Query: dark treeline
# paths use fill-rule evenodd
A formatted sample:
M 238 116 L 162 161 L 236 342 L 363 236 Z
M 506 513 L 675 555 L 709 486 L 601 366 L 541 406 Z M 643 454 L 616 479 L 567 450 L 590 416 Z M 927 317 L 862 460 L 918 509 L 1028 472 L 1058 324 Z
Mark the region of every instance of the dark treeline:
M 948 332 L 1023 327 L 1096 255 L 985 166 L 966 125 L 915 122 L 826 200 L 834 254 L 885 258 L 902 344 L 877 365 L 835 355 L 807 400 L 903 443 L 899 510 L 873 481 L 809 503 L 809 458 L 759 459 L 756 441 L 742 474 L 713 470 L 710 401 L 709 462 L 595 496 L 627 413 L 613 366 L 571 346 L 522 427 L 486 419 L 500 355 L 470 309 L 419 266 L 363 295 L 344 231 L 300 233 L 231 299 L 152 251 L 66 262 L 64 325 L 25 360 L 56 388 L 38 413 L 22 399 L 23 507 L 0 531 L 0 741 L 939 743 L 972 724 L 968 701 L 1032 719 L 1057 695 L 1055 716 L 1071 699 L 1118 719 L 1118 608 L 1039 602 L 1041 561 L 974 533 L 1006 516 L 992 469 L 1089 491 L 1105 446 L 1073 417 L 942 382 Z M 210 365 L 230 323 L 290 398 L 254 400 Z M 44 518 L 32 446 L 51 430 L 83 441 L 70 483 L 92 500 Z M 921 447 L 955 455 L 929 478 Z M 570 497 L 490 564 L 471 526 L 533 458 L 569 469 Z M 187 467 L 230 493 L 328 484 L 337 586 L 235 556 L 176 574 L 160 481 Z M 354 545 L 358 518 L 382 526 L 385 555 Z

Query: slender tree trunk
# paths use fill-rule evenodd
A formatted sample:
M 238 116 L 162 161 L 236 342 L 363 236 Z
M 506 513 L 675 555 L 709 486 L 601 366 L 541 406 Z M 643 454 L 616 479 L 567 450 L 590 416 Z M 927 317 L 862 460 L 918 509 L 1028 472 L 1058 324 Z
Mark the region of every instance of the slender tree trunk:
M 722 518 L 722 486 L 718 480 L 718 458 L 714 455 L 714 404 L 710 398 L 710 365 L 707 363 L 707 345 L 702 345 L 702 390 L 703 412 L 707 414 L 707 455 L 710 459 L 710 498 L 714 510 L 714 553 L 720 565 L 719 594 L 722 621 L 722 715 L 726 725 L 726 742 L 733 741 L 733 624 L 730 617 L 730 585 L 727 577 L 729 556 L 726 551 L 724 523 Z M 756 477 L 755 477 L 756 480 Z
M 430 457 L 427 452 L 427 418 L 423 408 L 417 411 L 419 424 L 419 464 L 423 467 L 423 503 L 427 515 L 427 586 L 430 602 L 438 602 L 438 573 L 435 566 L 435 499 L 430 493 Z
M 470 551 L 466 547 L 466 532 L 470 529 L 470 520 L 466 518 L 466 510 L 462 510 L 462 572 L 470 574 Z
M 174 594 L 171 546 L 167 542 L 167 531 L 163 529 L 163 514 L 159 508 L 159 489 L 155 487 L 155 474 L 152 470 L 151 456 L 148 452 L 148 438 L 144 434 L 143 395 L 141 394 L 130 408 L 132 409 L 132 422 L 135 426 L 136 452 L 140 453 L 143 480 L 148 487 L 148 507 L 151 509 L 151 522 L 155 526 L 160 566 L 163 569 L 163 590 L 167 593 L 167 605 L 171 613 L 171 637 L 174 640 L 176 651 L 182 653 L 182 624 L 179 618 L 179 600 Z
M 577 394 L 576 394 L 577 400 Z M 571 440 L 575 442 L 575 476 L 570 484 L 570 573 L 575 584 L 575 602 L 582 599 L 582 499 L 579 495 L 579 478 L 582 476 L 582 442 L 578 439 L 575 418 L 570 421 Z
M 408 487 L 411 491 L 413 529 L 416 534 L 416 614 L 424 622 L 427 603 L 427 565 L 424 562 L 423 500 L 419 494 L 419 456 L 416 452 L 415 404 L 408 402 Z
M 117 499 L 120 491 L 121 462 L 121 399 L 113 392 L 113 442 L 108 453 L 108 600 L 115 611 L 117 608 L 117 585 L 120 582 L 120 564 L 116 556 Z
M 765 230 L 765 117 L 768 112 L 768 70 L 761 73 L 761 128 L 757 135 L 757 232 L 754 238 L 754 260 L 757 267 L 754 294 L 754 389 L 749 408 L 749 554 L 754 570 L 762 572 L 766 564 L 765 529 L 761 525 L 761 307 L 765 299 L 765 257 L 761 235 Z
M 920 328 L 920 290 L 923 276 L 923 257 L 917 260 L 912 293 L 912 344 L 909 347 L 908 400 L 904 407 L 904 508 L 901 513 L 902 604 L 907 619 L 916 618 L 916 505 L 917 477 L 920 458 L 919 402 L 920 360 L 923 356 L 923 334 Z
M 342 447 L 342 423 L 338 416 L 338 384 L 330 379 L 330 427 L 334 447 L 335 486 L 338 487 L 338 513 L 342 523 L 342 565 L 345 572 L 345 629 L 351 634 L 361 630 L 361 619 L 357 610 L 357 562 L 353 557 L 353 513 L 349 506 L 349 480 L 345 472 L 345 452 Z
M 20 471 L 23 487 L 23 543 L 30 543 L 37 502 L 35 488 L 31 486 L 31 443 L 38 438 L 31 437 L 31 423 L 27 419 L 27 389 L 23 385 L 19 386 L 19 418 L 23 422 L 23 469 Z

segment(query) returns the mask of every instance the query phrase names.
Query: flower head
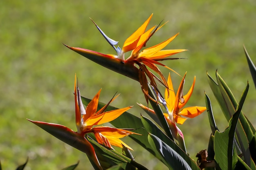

----

_REQUIREMENTS:_ Turn the listing above into a Markdown table with the columns Row and Text, giving each line its own numbered row, skipping blank lines, and leaving the picture out.

_COMPLETE OUTPUT:_
| Row | Text |
|---|---|
| 1 | Query: dark treeline |
| 2 | # paths use fill-rule evenodd |
| 3 | A formatted sample: |
| 4 | M 238 116 L 162 161 L 236 342 L 363 236 Z |
| 5 | M 506 513 L 675 555 L 709 486 L 601 366 L 541 406 Z M 643 454 L 616 479 L 567 450 L 590 416 Z M 927 317 L 862 460 L 918 509 L 1028 472 L 1058 324 Z |
| 6 | Mark the region of every instance of the dark treeline: |
| 7 | M 948 332 L 1023 327 L 1096 255 L 985 166 L 966 125 L 915 122 L 826 200 L 834 254 L 885 258 L 902 344 L 877 365 L 835 355 L 807 400 L 903 443 L 899 510 L 873 481 L 809 503 L 809 458 L 759 459 L 756 441 L 742 474 L 713 470 L 710 401 L 709 462 L 595 496 L 627 413 L 613 366 L 571 346 L 522 427 L 486 419 L 500 355 L 470 309 L 419 266 L 363 295 L 344 231 L 300 233 L 231 299 L 152 251 L 66 262 L 64 325 L 25 360 L 56 388 L 38 413 L 22 399 L 23 507 L 0 531 L 0 741 L 939 743 L 972 724 L 968 701 L 1032 719 L 1057 695 L 1055 716 L 1071 699 L 1118 719 L 1118 608 L 1039 602 L 1041 561 L 974 533 L 1006 516 L 992 469 L 1089 491 L 1105 446 L 1073 417 L 942 382 Z M 210 365 L 230 323 L 290 398 L 254 400 Z M 44 518 L 32 446 L 51 430 L 83 441 L 70 483 L 92 500 Z M 921 447 L 955 455 L 929 478 Z M 570 497 L 490 564 L 471 526 L 533 458 L 569 469 Z M 187 467 L 230 493 L 328 484 L 337 586 L 235 556 L 176 574 L 160 481 Z M 354 545 L 358 518 L 382 526 L 385 555 Z |
| 8 | Query: slender tree trunk |
| 9 | # paths use fill-rule evenodd |
| 10 | A formatted sample: |
| 11 | M 238 116 L 162 161 L 236 342 L 363 236 Z |
| 12 | M 506 513 L 675 555 L 709 486 L 601 366 L 541 406 Z M 643 454 L 616 479 L 567 450 L 590 416 Z M 927 317 L 862 460 L 918 509 L 1028 472 L 1058 324 Z |
| 13 | Mark the region of every instance of the slender tree trunk: |
| 14 | M 722 518 L 722 486 L 718 480 L 718 458 L 714 455 L 714 404 L 710 398 L 710 365 L 707 363 L 707 345 L 702 345 L 702 390 L 703 412 L 707 414 L 707 455 L 710 459 L 710 498 L 714 510 L 714 553 L 720 565 L 719 594 L 722 621 L 722 715 L 726 725 L 726 742 L 733 741 L 733 624 L 730 617 L 730 585 L 727 577 L 729 556 L 726 551 L 724 523 Z M 756 477 L 755 477 L 756 480 Z |
| 15 | M 430 457 L 427 452 L 427 418 L 423 408 L 417 411 L 419 424 L 419 464 L 423 467 L 423 503 L 427 515 L 427 586 L 430 602 L 438 602 L 438 573 L 435 566 L 435 499 L 430 493 Z |
| 16 | M 470 551 L 466 547 L 466 532 L 470 529 L 470 520 L 466 518 L 466 510 L 462 510 L 462 572 L 470 574 Z |
| 17 | M 174 594 L 171 546 L 167 542 L 167 531 L 163 529 L 163 514 L 159 508 L 159 489 L 155 487 L 155 474 L 152 470 L 151 456 L 148 452 L 148 438 L 144 434 L 143 395 L 141 394 L 130 408 L 132 409 L 132 422 L 135 426 L 136 452 L 140 453 L 143 480 L 148 487 L 148 507 L 151 509 L 151 522 L 155 526 L 160 566 L 163 569 L 163 590 L 167 593 L 167 605 L 171 613 L 171 637 L 174 640 L 176 651 L 182 653 L 182 624 L 179 618 L 179 600 Z |
| 18 | M 577 394 L 576 394 L 577 400 Z M 571 440 L 575 442 L 575 476 L 570 484 L 570 573 L 575 584 L 575 602 L 582 599 L 582 499 L 579 495 L 579 478 L 582 476 L 582 442 L 578 439 L 575 418 L 570 421 Z |
| 19 | M 408 487 L 411 491 L 413 529 L 416 534 L 416 614 L 424 622 L 427 603 L 427 565 L 424 562 L 423 500 L 419 494 L 419 456 L 416 452 L 415 404 L 408 402 Z |
| 20 | M 117 499 L 120 491 L 121 462 L 121 399 L 113 392 L 113 442 L 108 453 L 108 600 L 115 611 L 117 608 L 117 585 L 120 582 L 120 564 L 116 556 Z |
| 21 | M 765 230 L 765 117 L 768 112 L 768 70 L 761 73 L 761 128 L 757 135 L 757 232 L 754 238 L 754 260 L 757 267 L 754 294 L 754 389 L 749 408 L 749 554 L 754 570 L 762 572 L 766 564 L 765 529 L 761 525 L 761 307 L 765 299 L 765 257 L 761 235 Z |
| 22 | M 920 328 L 920 290 L 923 276 L 923 257 L 917 260 L 912 293 L 912 344 L 909 347 L 908 400 L 904 407 L 904 508 L 901 513 L 902 604 L 907 619 L 916 618 L 916 505 L 917 477 L 920 458 L 919 402 L 920 360 L 923 356 L 923 334 Z |
| 23 | M 342 447 L 342 423 L 338 416 L 338 384 L 330 379 L 330 427 L 334 447 L 335 486 L 338 487 L 338 513 L 342 523 L 342 565 L 345 572 L 345 629 L 351 634 L 361 630 L 361 619 L 357 610 L 357 562 L 353 557 L 353 513 L 349 506 L 349 480 L 345 472 L 345 452 Z |
| 24 | M 20 471 L 23 487 L 23 543 L 30 543 L 37 502 L 35 488 L 31 486 L 31 443 L 38 438 L 31 437 L 31 423 L 27 419 L 27 389 L 23 385 L 19 386 L 19 418 L 23 422 L 23 469 Z |
| 25 | segment(query) returns the mask of every instance the query phrase names. |
| 26 | Query: flower head |